■ **REQUEST**:
Pick out every line of the material below that contains the string "wall", treating uppercase and lowercase as different, and copy each of those lines in full.

■ **AVAILABLE RECORDS**:
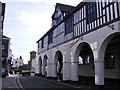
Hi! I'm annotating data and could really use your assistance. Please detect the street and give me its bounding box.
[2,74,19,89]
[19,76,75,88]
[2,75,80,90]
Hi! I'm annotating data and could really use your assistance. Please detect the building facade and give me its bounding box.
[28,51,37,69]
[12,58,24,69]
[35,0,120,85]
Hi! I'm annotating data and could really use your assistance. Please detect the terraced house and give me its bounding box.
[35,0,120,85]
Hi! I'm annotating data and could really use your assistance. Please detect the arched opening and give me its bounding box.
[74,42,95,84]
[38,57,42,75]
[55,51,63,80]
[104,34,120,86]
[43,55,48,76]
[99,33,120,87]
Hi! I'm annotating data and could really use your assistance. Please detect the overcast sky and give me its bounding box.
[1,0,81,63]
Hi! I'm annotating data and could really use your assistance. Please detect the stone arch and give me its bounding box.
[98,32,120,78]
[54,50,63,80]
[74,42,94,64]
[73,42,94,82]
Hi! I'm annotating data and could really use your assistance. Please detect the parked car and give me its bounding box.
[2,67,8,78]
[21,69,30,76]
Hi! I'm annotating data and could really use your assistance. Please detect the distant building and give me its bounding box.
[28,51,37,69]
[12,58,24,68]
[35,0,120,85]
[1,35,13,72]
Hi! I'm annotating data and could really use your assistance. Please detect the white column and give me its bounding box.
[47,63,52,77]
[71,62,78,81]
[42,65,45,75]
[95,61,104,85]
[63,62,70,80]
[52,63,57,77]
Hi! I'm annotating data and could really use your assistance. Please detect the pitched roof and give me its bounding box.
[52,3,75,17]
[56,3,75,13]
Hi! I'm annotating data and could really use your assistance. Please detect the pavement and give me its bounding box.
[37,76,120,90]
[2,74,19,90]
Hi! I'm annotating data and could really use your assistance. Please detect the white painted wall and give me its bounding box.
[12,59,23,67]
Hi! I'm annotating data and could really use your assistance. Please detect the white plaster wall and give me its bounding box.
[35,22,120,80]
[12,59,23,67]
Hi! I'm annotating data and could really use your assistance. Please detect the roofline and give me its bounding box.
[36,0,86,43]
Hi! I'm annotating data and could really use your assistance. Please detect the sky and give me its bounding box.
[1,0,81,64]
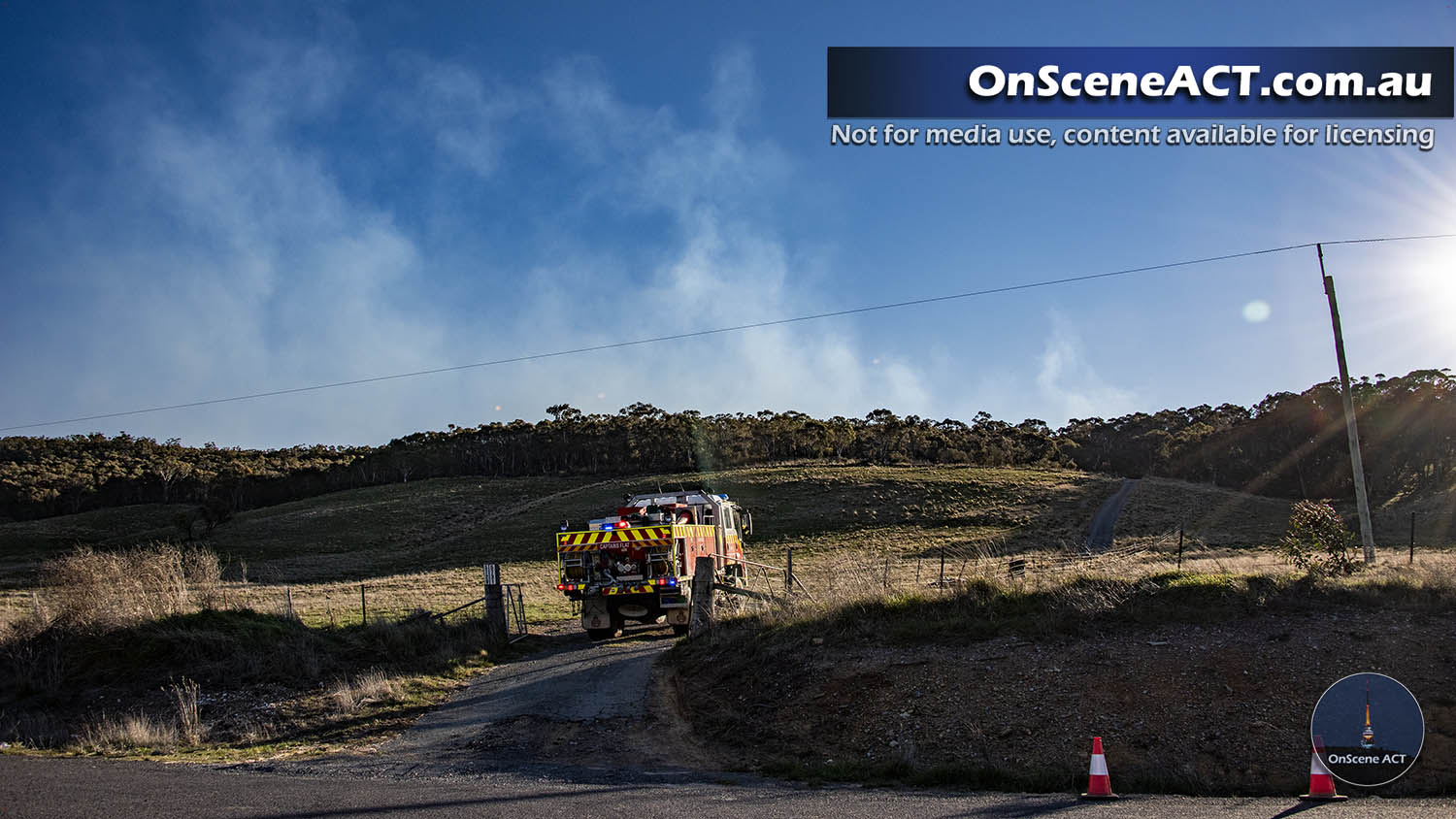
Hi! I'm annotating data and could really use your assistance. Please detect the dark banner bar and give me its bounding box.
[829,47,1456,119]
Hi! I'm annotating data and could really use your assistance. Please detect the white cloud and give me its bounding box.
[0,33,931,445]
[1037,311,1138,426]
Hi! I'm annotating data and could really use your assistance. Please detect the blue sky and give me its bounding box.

■ **OUTPUT**:
Hi! I'm annotating data and could really use your assistance. Please detect the white painted wall and give me its bounding box.
Hi! I'm annotating data and could really use your assistance. Please detect the white plaster wall and give me its bounding box.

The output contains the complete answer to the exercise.